- Extrait -
Rapport d'enquête ferroviaire R94T0072

Déraillement
CN Amérique du Nord
Train numéro 380-06
Point milliaire 8, 7, subdivision York
Markham (Ontario)

Le Bureau de la sécurité des transports du Canada (BST) a enquêté sur cet événement dans le but de promouvoir la sécurité des transports. Le Bureau n’est pas habilité à attribuer ni à déterminer les responsabilités civiles ou pénales. Le présent rapport n’est pas créé pour être utilisé dans le contexte d’une procédure judiciaire, disciplinaire ou autre. Voir Propriété et utilisation du contenu.

Table des matières

    Résumé

    Vingt-deux wagons d'un train de marchandises du CN Amérique du Nord (CN) qui roulait vers l'est, soit les 62e à 83e derrière les locomotives, ont déraillé alors que le train abordait une courbe au point milliaire 8,7 de la subdivision York, à deux milles à l'est de Markham (Ontario). Aucune marchandise dangereuse n'a été mise en cause, et le déraillement n'a pas fait de blessé.

    Le Bureau a déterminé que le déraillement a été causé par la rupture d'un champignon de rail occasionnée par une fissure verticale du champignon qui n'avait pas été décelée.

    1.0 Renseignements de base

    1.1 L'accident

    Le 6 mars 1994, à 17 h 15, heure normale de l'Est (HNE), le train de marchandises no 380-06 (train no 380) du CN Amérique du Nord (CN) est parti du triage MacMillan du CN à Toronto (Ontario) par la subdivision York à destination de Montréal (Québec), à l'est.

    Comme le train roulait dans une courbe à droite de deux ° dans le sens de la marche au point milliaire 8,7, les freins d'urgence se sont déclenchés. Après avoir effectué les mesures d'urgence voulues, un membre de l'équipe a longé le train et constaté que les 62e à 83e wagons derrière les locomotives avaient déraillé.

    Il n'y a pas eu de blessé, et aucune marchandise dangereuse n'a été mise en cause.

- Enregistrements -
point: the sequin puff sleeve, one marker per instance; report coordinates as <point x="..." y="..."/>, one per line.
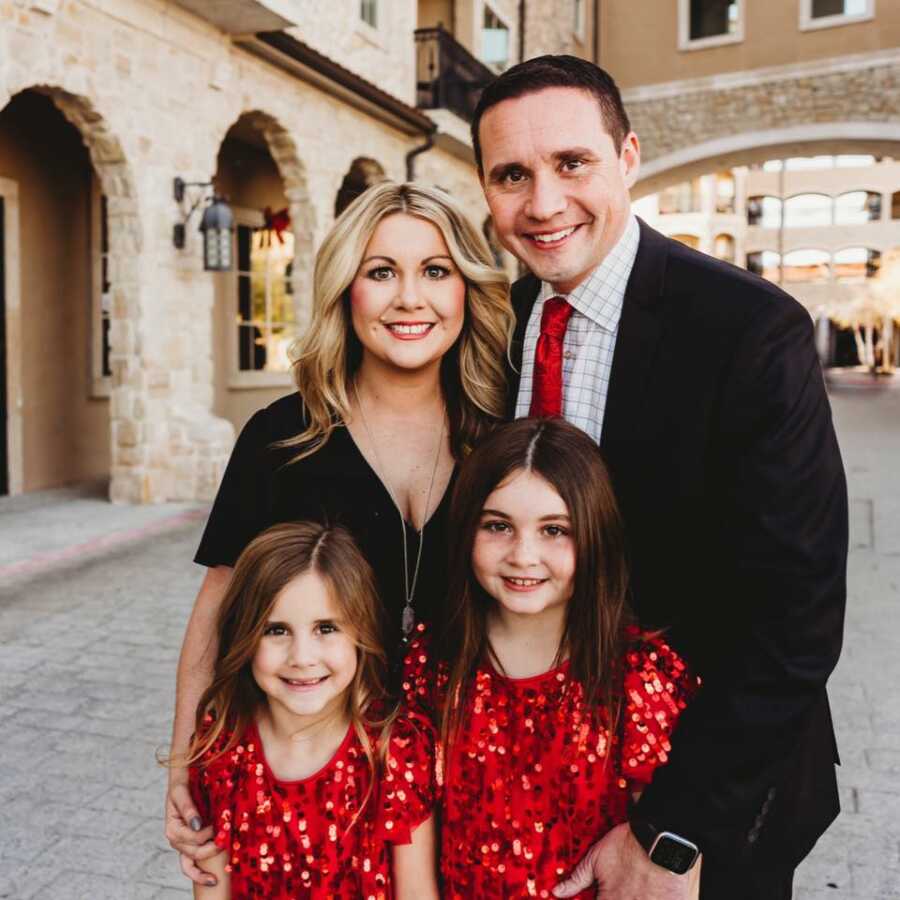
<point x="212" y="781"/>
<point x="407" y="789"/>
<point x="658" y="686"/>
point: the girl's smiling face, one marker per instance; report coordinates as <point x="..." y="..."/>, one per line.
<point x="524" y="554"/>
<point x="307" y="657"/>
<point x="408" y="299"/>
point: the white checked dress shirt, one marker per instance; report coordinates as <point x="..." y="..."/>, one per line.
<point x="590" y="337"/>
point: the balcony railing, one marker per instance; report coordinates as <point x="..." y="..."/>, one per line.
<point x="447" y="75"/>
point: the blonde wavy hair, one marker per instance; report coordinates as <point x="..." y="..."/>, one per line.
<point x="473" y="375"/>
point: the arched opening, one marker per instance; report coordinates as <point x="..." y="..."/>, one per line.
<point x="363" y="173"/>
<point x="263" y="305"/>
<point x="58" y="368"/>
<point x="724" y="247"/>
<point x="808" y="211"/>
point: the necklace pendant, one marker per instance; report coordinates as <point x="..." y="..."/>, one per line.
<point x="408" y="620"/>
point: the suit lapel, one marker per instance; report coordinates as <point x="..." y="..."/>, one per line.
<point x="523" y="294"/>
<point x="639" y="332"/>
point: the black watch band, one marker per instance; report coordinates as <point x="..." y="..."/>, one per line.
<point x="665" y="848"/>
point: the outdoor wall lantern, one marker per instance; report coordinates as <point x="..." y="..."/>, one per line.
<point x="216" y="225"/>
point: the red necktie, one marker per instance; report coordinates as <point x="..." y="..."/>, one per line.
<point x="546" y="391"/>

...

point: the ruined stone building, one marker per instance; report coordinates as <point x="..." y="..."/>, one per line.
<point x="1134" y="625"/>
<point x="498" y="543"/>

...

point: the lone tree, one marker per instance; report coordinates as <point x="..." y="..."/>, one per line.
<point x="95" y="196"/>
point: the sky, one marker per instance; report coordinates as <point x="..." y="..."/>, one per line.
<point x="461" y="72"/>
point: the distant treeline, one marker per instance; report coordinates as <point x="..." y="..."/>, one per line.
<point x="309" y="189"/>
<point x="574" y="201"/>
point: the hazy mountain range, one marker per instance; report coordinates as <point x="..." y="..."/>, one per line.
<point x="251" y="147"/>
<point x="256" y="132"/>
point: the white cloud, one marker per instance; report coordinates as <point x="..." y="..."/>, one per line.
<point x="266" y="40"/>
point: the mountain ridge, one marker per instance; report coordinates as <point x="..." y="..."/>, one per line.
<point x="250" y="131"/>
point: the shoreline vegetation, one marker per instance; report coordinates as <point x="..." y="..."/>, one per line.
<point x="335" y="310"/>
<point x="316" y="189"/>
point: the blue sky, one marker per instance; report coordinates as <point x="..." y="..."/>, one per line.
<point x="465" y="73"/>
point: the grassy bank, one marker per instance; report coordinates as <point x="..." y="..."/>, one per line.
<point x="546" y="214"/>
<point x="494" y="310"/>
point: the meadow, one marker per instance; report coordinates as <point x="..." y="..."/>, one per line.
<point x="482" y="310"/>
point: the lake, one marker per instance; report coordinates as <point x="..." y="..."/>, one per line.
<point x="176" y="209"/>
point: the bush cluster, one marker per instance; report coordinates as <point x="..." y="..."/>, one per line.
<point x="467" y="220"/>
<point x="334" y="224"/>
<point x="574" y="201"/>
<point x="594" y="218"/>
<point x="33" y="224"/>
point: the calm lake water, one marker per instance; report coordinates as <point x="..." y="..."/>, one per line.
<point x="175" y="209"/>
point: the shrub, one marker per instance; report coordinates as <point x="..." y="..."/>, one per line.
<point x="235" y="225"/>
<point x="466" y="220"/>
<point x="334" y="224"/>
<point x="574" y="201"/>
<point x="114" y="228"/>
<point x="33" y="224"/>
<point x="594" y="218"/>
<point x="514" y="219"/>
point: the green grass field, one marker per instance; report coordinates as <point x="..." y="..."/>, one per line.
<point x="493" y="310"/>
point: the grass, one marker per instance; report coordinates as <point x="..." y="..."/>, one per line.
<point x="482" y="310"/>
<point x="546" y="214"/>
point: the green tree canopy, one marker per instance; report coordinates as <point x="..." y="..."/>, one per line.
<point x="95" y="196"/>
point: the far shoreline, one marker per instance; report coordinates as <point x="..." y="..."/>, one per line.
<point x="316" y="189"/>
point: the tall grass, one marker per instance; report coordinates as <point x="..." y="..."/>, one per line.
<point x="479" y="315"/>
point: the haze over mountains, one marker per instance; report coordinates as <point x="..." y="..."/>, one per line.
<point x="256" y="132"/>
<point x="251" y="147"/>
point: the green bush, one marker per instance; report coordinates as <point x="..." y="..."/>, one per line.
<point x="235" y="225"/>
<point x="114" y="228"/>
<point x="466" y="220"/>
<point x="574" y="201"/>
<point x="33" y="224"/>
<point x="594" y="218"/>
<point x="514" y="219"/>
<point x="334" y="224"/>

- Consigne -
Indiquez si chacun des énoncés suivants concorde avec le rapport d'enquête, par oui ou par non, en citant les mots du rapport qui tranchent : (a) le train se dirigeait vers Montréal ; (b) le déraillement a fait des blessés ; (c) le train roulait dans une courbe à gauche au moment du déclenchement des freins d'urgence. Les enregistrements ne sont pas nécessaires ici.

- Réponse attendue -
(a) Oui : « à destination de Montréal (Québec) ».
(b) Non : « le déraillement n'a pas fait de blessé ».
(c) Non : « une courbe à droite de deux ° dans le sens de la marche ».